Material shown.
▼

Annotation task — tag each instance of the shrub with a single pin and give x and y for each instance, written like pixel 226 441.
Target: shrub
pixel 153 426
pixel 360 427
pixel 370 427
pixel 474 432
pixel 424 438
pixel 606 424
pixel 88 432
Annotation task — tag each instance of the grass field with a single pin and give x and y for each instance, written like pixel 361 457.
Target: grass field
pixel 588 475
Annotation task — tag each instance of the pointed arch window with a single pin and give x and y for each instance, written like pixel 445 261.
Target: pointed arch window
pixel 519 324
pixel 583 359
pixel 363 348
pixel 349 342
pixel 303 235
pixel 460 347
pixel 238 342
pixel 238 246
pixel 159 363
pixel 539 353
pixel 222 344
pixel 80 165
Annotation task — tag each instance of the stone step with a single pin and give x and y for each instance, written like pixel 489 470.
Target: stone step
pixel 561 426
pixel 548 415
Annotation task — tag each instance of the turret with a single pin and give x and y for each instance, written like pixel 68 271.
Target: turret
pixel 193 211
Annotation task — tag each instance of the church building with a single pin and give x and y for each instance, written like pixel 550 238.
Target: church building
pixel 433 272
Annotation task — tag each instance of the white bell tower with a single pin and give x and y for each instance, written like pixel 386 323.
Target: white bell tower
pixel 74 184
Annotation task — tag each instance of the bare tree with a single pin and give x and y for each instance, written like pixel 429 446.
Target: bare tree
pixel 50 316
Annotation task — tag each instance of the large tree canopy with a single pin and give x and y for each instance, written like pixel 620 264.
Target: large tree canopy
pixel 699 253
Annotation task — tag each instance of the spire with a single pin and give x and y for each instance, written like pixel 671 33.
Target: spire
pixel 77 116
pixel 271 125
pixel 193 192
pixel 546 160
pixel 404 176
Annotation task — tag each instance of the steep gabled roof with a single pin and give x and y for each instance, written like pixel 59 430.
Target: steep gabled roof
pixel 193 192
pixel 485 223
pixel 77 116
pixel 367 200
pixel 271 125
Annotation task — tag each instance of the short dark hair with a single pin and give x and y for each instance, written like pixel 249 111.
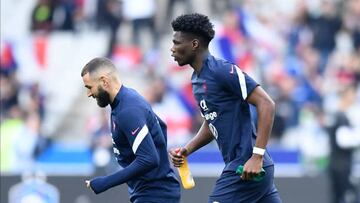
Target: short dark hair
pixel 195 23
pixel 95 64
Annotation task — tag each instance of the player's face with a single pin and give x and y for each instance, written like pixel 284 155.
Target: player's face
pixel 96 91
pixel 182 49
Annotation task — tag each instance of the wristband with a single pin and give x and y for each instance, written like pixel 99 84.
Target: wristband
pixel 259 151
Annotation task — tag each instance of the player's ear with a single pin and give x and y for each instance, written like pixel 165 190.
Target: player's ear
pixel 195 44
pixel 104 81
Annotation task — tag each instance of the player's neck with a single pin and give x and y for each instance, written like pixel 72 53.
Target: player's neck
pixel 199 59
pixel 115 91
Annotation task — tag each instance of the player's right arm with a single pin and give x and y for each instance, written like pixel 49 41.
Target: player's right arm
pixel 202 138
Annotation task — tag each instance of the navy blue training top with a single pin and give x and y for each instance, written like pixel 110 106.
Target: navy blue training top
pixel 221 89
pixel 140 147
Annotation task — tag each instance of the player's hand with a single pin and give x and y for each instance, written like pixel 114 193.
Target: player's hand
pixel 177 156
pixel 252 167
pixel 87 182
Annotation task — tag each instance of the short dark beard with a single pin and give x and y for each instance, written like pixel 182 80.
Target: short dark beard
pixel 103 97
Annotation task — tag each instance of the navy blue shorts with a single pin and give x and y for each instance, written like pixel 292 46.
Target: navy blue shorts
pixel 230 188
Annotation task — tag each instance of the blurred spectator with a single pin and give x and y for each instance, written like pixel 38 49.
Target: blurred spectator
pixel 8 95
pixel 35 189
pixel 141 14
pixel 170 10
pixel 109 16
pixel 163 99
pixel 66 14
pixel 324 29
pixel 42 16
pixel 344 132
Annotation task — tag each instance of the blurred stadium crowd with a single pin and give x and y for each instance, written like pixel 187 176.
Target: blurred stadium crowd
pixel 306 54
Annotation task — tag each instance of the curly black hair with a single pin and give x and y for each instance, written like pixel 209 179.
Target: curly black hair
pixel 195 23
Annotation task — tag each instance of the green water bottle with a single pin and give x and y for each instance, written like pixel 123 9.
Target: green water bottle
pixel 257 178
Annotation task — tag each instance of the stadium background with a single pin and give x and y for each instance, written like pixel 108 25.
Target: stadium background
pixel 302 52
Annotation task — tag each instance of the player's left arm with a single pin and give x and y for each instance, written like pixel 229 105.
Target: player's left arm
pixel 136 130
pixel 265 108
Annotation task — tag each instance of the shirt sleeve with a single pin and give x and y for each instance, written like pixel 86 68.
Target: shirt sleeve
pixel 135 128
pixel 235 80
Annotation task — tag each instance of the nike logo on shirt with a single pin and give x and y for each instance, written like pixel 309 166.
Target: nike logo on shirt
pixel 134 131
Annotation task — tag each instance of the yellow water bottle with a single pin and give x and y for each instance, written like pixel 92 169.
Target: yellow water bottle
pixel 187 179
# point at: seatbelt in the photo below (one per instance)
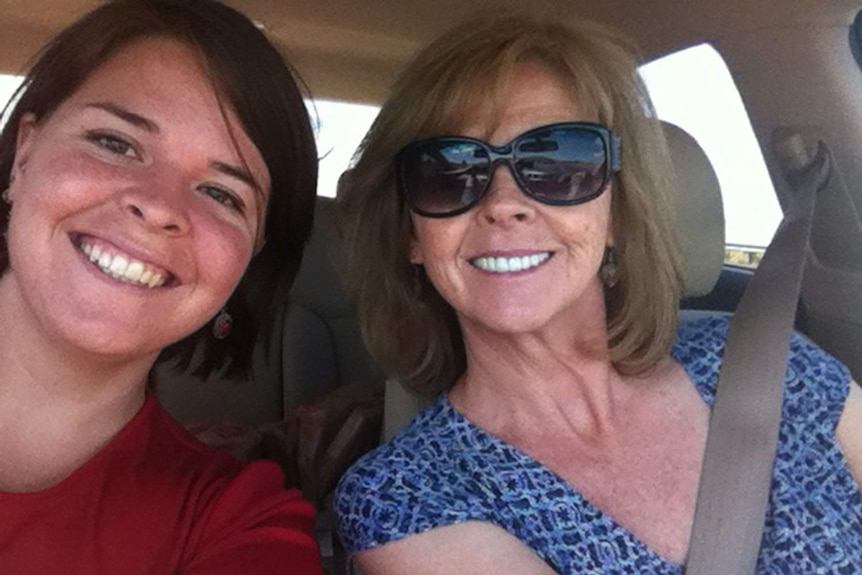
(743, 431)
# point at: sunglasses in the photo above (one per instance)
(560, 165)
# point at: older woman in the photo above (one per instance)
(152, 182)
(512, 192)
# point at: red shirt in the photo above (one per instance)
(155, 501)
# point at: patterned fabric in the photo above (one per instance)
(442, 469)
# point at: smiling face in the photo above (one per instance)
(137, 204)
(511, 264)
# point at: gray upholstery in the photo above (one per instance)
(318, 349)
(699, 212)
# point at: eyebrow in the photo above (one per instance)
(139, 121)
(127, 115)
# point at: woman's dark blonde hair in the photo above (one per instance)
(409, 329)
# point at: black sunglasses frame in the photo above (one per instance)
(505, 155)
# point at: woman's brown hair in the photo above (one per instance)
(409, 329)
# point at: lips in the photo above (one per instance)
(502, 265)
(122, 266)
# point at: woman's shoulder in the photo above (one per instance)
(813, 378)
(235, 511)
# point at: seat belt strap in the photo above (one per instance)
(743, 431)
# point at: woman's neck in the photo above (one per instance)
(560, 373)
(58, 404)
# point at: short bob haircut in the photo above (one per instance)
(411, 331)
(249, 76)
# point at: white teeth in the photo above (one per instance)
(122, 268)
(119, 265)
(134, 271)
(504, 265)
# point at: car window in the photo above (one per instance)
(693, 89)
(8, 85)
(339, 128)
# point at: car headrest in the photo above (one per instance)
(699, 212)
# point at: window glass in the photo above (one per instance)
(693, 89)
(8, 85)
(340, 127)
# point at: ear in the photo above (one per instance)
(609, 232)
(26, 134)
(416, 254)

▲
▼

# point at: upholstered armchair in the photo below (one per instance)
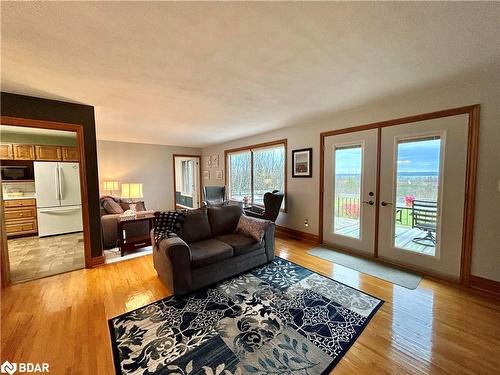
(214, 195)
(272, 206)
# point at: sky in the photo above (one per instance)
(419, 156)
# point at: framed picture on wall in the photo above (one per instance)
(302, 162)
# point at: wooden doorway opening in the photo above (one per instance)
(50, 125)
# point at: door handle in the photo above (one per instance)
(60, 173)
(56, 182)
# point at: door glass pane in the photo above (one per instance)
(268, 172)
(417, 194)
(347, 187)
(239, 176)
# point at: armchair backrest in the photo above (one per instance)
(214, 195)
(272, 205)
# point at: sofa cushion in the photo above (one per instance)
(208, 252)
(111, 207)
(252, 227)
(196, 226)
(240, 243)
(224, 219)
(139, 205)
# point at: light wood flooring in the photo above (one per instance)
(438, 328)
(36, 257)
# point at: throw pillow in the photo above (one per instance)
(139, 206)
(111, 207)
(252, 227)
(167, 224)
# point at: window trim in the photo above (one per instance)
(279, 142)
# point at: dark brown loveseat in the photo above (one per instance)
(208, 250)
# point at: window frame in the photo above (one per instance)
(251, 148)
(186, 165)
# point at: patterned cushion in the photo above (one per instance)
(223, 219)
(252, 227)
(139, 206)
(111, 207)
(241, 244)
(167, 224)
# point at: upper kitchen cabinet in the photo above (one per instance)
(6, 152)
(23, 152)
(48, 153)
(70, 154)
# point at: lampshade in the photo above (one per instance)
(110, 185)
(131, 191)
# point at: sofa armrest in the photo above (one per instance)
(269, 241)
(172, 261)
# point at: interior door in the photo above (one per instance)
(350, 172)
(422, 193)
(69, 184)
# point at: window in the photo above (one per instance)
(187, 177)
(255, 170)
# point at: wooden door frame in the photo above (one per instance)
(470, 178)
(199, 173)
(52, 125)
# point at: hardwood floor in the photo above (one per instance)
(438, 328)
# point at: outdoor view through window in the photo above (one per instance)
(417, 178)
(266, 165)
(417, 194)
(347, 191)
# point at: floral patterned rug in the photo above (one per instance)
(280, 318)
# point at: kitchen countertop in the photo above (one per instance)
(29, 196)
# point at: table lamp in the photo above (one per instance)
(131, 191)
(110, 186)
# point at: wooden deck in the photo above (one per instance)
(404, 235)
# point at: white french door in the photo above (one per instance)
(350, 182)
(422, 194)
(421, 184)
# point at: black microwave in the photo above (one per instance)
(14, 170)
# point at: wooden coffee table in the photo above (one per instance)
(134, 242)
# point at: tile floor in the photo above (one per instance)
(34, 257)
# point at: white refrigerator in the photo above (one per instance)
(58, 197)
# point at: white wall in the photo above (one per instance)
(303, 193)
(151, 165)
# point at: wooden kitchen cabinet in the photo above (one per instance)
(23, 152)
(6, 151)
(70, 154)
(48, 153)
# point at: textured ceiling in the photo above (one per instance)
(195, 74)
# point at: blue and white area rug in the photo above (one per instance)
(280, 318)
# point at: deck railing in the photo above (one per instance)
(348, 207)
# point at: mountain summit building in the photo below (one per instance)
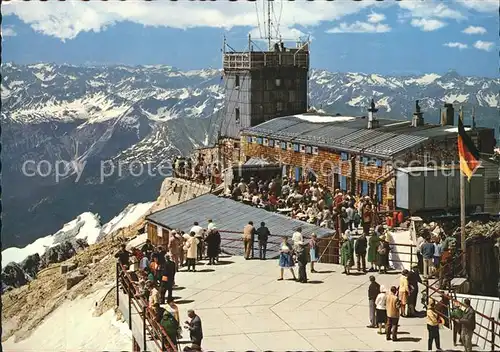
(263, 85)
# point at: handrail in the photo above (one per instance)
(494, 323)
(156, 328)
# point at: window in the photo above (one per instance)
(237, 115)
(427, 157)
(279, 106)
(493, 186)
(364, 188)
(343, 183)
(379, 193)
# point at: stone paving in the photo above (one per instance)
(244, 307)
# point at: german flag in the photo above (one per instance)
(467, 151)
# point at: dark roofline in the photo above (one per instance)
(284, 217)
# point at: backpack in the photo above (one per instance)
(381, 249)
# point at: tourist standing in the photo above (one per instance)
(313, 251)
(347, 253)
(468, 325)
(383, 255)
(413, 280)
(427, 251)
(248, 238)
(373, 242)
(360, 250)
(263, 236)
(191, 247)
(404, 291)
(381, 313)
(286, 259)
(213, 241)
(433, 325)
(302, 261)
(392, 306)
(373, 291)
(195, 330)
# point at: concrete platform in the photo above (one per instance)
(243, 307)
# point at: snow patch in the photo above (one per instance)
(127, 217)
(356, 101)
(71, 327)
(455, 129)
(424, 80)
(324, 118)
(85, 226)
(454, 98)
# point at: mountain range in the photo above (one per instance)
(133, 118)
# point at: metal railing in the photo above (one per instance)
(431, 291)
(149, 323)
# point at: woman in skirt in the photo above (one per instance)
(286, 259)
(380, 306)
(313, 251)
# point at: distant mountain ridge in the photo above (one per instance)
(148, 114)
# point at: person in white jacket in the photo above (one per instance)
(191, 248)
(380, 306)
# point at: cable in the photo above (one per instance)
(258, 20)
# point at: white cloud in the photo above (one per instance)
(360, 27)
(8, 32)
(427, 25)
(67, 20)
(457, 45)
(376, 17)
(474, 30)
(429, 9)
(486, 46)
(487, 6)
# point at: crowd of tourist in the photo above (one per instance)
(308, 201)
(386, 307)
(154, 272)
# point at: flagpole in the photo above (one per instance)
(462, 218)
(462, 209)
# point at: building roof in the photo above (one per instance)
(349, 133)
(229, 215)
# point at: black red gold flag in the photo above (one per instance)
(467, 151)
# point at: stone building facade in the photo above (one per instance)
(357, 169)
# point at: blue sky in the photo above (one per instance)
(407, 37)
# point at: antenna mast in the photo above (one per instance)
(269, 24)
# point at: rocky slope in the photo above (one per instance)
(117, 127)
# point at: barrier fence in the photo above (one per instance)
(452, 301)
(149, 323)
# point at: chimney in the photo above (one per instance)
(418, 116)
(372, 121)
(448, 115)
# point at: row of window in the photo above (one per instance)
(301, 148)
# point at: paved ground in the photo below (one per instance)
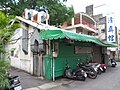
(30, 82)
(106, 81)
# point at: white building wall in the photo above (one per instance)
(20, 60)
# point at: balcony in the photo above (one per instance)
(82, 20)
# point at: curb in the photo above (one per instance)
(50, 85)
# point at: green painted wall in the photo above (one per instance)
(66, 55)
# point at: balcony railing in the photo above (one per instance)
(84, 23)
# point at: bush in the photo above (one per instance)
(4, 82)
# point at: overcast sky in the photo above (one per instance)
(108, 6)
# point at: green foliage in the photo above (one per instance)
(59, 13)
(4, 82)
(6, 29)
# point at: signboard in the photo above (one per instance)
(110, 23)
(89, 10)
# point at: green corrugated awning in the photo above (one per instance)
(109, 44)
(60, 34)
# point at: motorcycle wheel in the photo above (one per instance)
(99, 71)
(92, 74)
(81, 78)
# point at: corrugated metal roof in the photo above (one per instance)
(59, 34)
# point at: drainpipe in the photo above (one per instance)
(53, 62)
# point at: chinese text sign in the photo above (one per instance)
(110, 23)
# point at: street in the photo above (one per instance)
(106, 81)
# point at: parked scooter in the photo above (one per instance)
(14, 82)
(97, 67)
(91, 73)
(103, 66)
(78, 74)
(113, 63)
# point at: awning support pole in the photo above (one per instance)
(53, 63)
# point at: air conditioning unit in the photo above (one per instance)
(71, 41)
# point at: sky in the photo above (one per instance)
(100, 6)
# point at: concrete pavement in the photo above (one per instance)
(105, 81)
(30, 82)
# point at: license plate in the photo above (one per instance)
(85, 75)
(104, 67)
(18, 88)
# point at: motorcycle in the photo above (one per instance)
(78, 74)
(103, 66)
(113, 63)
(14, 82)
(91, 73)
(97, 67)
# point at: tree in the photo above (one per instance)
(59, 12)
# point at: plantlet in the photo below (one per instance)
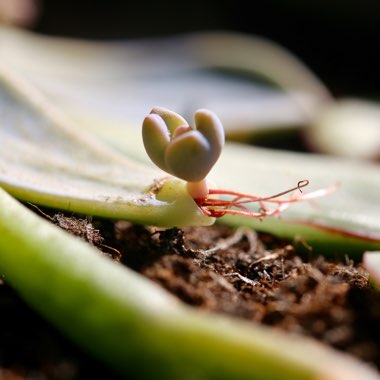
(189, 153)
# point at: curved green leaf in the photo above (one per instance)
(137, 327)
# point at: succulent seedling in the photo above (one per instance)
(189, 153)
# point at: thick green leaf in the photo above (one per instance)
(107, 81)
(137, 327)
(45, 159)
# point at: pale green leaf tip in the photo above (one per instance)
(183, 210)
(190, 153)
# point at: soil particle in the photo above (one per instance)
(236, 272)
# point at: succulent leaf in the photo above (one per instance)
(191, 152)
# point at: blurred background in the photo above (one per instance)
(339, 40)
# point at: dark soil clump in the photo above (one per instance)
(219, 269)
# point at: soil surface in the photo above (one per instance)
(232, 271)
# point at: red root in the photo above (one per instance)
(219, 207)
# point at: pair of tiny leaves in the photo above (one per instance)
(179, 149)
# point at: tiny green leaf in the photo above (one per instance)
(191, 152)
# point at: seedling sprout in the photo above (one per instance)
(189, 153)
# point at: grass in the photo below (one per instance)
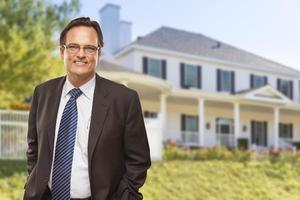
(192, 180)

▲

Problem requirements. Recast the lines of the records as a numbered list, beginning at the line that contains "Annotation task — tag each instance of the shrub" and stopping after the line that contains "pixel 404 176", and leave out any blank lines.

Written response.
1. Annotation task — tag each instance of the shrub with a single pin and give x and y for each instance, written like pixel 226 441.
2. Target: shrub
3. pixel 153 426
4. pixel 360 427
5. pixel 370 427
6. pixel 474 432
7. pixel 424 438
8. pixel 606 424
9. pixel 88 432
10. Annotation task — tag each instance of the grass field with a single pin and give x and y for each instance, written like pixel 361 457.
11. Target: grass field
12. pixel 588 475
13. Annotation task — tag each instance of the pointed arch window with a single pin and give x and y for each instance, written like pixel 445 261.
14. Target: pointed arch window
15. pixel 519 324
16. pixel 583 359
17. pixel 363 348
18. pixel 349 342
19. pixel 303 235
20. pixel 460 347
21. pixel 238 342
22. pixel 238 246
23. pixel 159 363
24. pixel 539 353
25. pixel 222 344
26. pixel 80 165
27. Annotation task — tag each instance of the stone step with a single pin and give x and y for each instance, written like pixel 489 470.
28. Target: stone step
29. pixel 561 426
30. pixel 548 415
31. Annotation task — tag each instance of the turret with a single pin and give x and y for each instance, written like pixel 68 271.
32. Target: turret
33. pixel 193 211
34. Annotation task — tag each instance of the church building with a single pin and give x and y for each instance, written like pixel 550 238.
35. Target: church building
36. pixel 433 272
37. Annotation task — tag each instance of the white bell tower with a single pin and give x and y for each instance, written like pixel 386 323.
38. Target: white bell tower
39. pixel 74 184
40. Annotation task — tag each instance of the bare tree with a single pin and give x and y for each instance, written like pixel 429 446.
41. Target: bare tree
42. pixel 50 316
43. Annotation task — tag each instance of the large tree canopy with a single pin and give x and y for each instance, written like pixel 620 264.
44. Target: large tree canopy
45. pixel 699 253
46. Annotation task — tag each instance of the spire with a single pin and give x and y for each instance, written like pixel 671 33.
47. Target: spire
48. pixel 77 116
49. pixel 271 125
50. pixel 193 192
51. pixel 546 160
52. pixel 404 176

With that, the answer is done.